• [What to produce] Reproduce the entries that follow exactly. No picture should appear in the result.

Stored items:
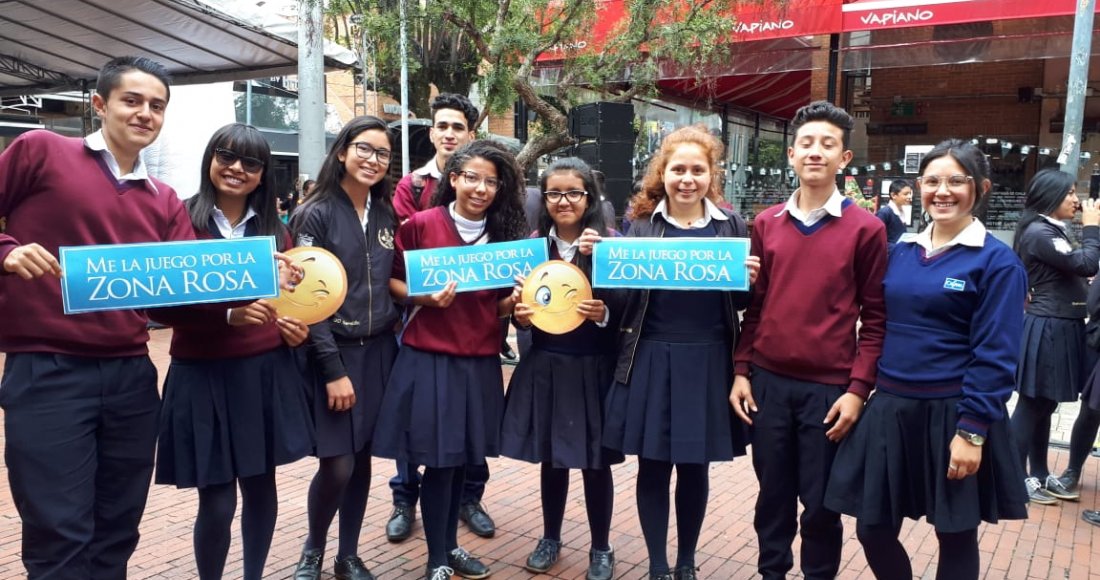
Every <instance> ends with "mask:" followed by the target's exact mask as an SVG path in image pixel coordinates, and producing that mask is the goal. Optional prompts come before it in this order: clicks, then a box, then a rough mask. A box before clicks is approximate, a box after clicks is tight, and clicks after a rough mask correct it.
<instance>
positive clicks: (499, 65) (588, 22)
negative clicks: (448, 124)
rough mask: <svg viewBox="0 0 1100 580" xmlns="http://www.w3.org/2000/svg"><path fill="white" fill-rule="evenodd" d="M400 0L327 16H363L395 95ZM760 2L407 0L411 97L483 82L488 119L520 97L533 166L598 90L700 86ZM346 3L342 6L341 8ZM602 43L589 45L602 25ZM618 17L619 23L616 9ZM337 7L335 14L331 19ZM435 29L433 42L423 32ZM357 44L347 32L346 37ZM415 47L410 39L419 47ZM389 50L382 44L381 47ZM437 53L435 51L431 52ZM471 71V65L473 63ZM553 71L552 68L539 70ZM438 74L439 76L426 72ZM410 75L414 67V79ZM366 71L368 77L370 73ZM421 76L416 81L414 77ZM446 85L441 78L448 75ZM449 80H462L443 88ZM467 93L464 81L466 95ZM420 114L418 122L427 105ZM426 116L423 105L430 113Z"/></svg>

• [Expected answer]
Every <instance> ends with "mask:" followed by the target's exact mask as an SVG path in image pixel coordinates, and producing that mask is the goal. Optional prompts come before it in this order: clicks, then a box, then a rough mask. A box before clicks is approximate, a box after clicks is tight, and clicks after a rough mask correct it.
<instance>
positive clicks: (499, 65) (588, 22)
negative clicks: (448, 124)
rough mask: <svg viewBox="0 0 1100 580" xmlns="http://www.w3.org/2000/svg"><path fill="white" fill-rule="evenodd" d="M400 0L327 16H363L395 95ZM760 2L407 0L411 97L483 82L488 119L520 97L533 166L598 90L700 86ZM346 3L342 6L341 8ZM602 43L589 45L602 25ZM618 17L619 23L616 9ZM337 7L335 14L331 19ZM435 29L433 42L423 32ZM357 44L347 32L346 37ZM415 47L410 39L419 47ZM389 50L382 44L381 47ZM437 53L435 51L431 52ZM471 71V65L473 63ZM553 71L552 68L539 70ZM438 74L439 76L426 72ZM410 75L414 67V79ZM366 71L368 77L370 73ZM421 76L416 81L414 77ZM446 85L441 78L448 75ZM449 80H462L443 88ZM467 93L464 81L466 95ZM420 114L418 122L427 105ZM426 116L423 105L430 113Z"/></svg>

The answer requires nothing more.